Objective a:
Say whether each statement below agrees with the passage on effect sizes that follows. Answer yes or no for each, and quote exactly the words of the passage that decide it.
(i) The blog examines four main arguments against meta-analysis.
(ii) Changing the comparison group leaves the effect size the same.
(iii) All of the trials commissioned by Evidence for Learning are randomised controlled trials.

Passage shown:
Crucially, for the Teaching & Learning Toolkit, effect sizes also allow individual results from different tests to be synthesised. By looking at effect sizes in combination, we can begin to build up a more rigorous evidence base for education interventions.

Although, synthesising effect sizes is not without criticism. In working with practitioners across Australia, Evidence for Learning team members are often asked to respond to the arguments against meta and meta-meta analysis. Recently Tanya was part of an Educators Reading Room Podcast (ERRR) where Professor John Hattie addresses these criticisms in greater detail (released 1 June, http://www.ollielovell.com/errr/johnhattie/) than we can here, in response to a previous podcast by Professor Adrian Simpson (Lovell, 2018).

For the purposes of this blog we will be looking at four main arguments against meta-analysis (Simpson, 2017) and what they mean for educators. The four main arguments raised are 1) comparison groups, 2) range restriction, 3) measure design and 4) that meta-analysis is a category error.

Comparison groups

The key argument here is that you can’t compare studies that have different comparison groups as the effect size will change dependent on the comparison group. Yes, it is true that if we change the comparison group the effect size will change.

An effect size is calculated by taking the mean of the treatment’ group and subtracting it from the mean of those in the control/​comparison group, and then dividing by the spread (the pooled standard deviation) as seen in figure 1.

So, if you change the control group then you change the overall effect size.

Effect size

Figure 1: The equation for the calculation of an effect size

For the Teaching & Learning Toolkit (the Toolkit) (Education Endowment Foundation, 2018) we have worked to overcome this by choosing studies with robust and appropriate comparison groups and using the padlock evidence security rating (Table 1). If a study in the Toolkit involves a less robust comparison this is given a lower padlock rating to let the users know that the evidence is not as trustworthy as other approaches. In building new evidence through (Evidence for Learning, 2018), four trials have been commissioned by Evidence for Learning (a majority of them being randomised controlled trials) to identify programs and approaches that work best at raising achievement and sharing this with educators in the most accessible way possible. Within the randomised controlled trials, control groups allows us to compare and see what happens when an intervention is introduced in order to form an effective observation.

Table 1: Evidence security ratings

Very limitedQuantitative evidence of impact from single studies, but with effect size data reported or calculable. No systematic reviews with quantitative data or meta-analyses located.
LimitedAt least one meta-analysis or systematic review with quantitative evidence of impact on achievement or cognitive or curriculum outcome measures.
ModerateTwo or more rigorous meta-analyses of experimental studies of school age students with cognitive or curriculum outcome measures.
ExtensiveThree or more meta-analyses from well-controlled experiments mainly undertaken in schools using student achievement data with some exploration of causes of any identified heterogeneity.
Very extensiveConsistent high quality evidence from at least five robust and recent meta-analyses where the majority of the included studies have good ecological validity and where the outcome measures include curriculum measures or standardised tests in school subject areas.

Through the Learning Impact Fund, Evidence for Learning commissions and funds independent evaluations that use robust control groups through randomised controlled methodology. Randomised controlled methodology has the benefits of:

  • Eliminating selection bias and can generate a causal conclusion;
  • Avoiding potentially misleading results from non-experimental work which has inadequately controlled for selection bias;
  • Providing a quick and digestible conclusion of program effectiveness that avoid lengthy caveats; and
  • Results can be incorporated for future meta-analysis (Hutchison & Styles, 2010)

Record set:

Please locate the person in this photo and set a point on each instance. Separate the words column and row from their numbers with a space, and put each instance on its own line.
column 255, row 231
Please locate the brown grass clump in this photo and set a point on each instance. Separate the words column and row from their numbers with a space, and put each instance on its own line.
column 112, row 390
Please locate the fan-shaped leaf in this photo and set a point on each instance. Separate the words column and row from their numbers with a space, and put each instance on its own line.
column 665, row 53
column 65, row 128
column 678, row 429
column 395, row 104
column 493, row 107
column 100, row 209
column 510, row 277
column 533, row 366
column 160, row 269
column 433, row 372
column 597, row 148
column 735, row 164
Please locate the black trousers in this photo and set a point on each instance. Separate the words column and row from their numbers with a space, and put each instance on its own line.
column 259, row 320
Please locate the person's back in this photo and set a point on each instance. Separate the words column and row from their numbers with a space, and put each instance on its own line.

* * *

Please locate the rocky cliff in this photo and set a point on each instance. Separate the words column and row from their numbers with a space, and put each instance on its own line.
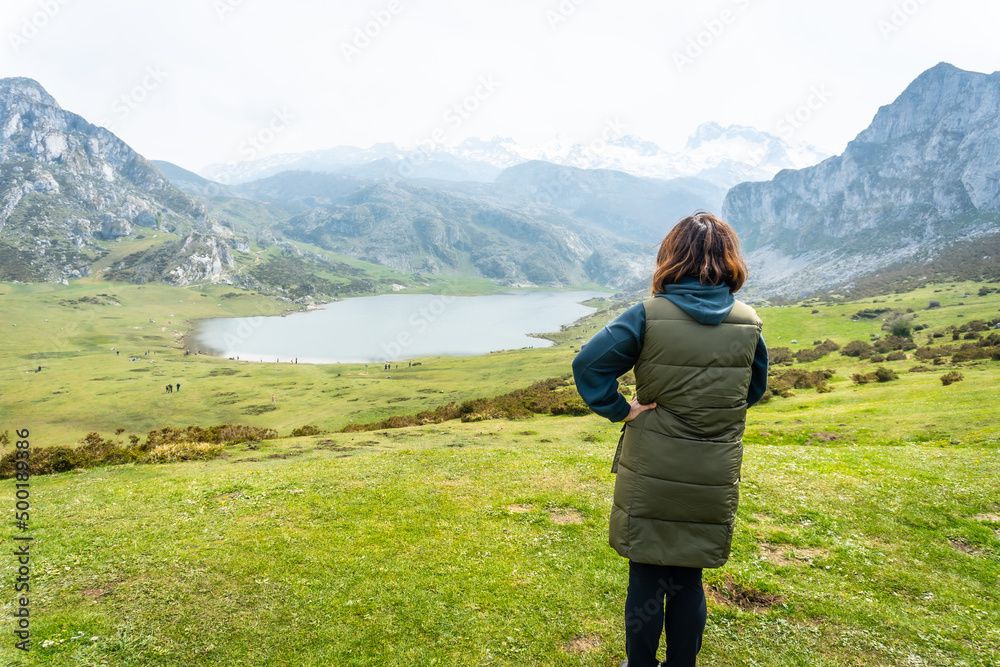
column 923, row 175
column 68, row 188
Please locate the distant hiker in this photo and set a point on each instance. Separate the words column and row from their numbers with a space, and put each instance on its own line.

Objective b: Return every line of the records above that contains the string "Separate". Case counts.

Written reply a:
(i) Yes: "For the purposes of this blog we will be looking at four main arguments against meta-analysis (Simpson, 2017)"
(ii) No: "Yes, it is true that if we change the comparison group the effect size will change."
(iii) No: "four trials have been commissioned by Evidence for Learning (a majority of them being randomised controlled trials)"

Written reply b:
Please locate the person in this photo and set a point on each instance. Separate the words column and row from their numbers with a space, and put each instance on its own line.
Please locate the brown grass clump in this photo and set a point on each instance. Separate the words column and row from their numbers with a space, and put each instance on its own line.
Please locate the fan-shaped leaf in this photo and set a point on each instance. Separate the words column and row from their numbers with a space, and put each instance on its own line.
Please locate the black trousers in this photo and set a point on each instance. Separate the words column and row from their numbers with a space, and put each instance on its own line.
Please locate the person's back in this photo and set a point on each instance. Separate the words column and row from their numbers with a space, and put each instance on its own line.
Please locate the rocky cliff in this photo and set a point on each instance. Separate the words column and row from their numbers with a space, and put each instance on its own line.
Please locate the distant hiker in this photo and set a point on each instance. Separate the words column and row from their numbers with a space, and put each instance on its own line.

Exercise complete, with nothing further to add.